### TASK REQUIREMENTS
Copy each of the records below word for word, keeping every line in its original order.

Start of GIVEN INFORMATION

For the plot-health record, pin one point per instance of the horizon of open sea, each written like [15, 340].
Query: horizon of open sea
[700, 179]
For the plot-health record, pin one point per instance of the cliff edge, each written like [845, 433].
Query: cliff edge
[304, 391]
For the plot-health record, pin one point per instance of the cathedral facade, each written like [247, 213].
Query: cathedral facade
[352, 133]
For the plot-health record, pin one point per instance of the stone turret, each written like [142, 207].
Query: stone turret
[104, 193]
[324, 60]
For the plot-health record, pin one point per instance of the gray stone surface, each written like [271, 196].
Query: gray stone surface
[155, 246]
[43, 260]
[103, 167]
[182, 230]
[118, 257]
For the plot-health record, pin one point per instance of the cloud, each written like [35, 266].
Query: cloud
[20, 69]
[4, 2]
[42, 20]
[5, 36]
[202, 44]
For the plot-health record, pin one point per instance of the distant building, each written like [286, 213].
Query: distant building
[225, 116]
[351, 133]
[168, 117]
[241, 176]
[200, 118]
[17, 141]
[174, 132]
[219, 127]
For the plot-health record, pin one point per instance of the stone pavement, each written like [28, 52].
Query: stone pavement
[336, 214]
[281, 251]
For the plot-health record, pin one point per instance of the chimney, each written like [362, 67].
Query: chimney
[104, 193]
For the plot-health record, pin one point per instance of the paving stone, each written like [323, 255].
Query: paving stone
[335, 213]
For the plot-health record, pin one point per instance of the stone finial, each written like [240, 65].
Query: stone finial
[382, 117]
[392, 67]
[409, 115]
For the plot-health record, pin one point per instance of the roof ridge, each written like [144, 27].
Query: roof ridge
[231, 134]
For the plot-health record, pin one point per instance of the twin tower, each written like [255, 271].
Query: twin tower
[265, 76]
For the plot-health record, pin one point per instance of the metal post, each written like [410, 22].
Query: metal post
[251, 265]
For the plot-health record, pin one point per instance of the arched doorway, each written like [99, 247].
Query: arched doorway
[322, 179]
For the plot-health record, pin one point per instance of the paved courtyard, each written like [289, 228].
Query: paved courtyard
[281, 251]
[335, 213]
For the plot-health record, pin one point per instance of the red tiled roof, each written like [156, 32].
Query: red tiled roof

End of GIVEN INFORMATION

### WORKED ANSWER
For the plot-health record, pin one point per instance of the horizon of open sea, each written like [15, 340].
Query: horizon of open sea
[700, 179]
For the plot-health record, pin one point per instance of the cliff edge, each written like [845, 433].
Query: cliff edge
[304, 391]
For the plot-health record, pin one point per instance of the cathedral facade, each written like [247, 213].
Query: cathedral facade
[352, 133]
For the plot-health record, pin one point per instance of the stone turret, each written like [142, 207].
Query: stone turret
[104, 193]
[324, 60]
For the plot-health record, pin one point per instance of the gray stone surface, each written like [271, 196].
Query: gray stone surface
[155, 246]
[43, 260]
[103, 167]
[182, 230]
[118, 257]
For the plot-health record, pin one point per instance of the cloud, each written like [35, 266].
Query: cloud
[20, 69]
[4, 2]
[42, 20]
[5, 36]
[202, 44]
For the plot-health record, pin one point per instance of the distant building, each written like [286, 213].
Query: distant building
[225, 116]
[351, 133]
[168, 117]
[241, 176]
[200, 118]
[17, 141]
[174, 132]
[219, 127]
For the plot-health record, pin one point per instance of the stone pavement, each written like [28, 52].
Query: stone pavement
[336, 214]
[281, 251]
For the plot-health record, pin one point per instance of the chimney, each written like [362, 67].
Query: chimney
[104, 193]
For the plot-health record, pin one point per instance of the paving stone, each written like [323, 255].
Query: paving stone
[335, 213]
For the plot-health record, pin one point per instance of the stone finial, each written like [240, 65].
Query: stone finial
[382, 117]
[392, 67]
[409, 115]
For the plot-health record, pin one point per instance of the roof ridge, each written like [144, 27].
Query: roof ridge
[231, 134]
For the plot-health record, pin one point per instance of the twin tower, each written like [255, 271].
Query: twin tower
[265, 76]
For the plot-health record, pin one point per instance of the metal post, each written like [410, 22].
Query: metal post
[251, 265]
For the plot-health record, pin one point per instance of the arched doorway, each written like [99, 247].
Query: arched doorway
[322, 179]
For the plot-health record, pin one point per instance of the paved courtyard, each written like [289, 228].
Query: paved courtyard
[281, 251]
[335, 213]
For the plot-health record, pin one point per instance of the red tiled roof, each written like [156, 32].
Query: red tiled roof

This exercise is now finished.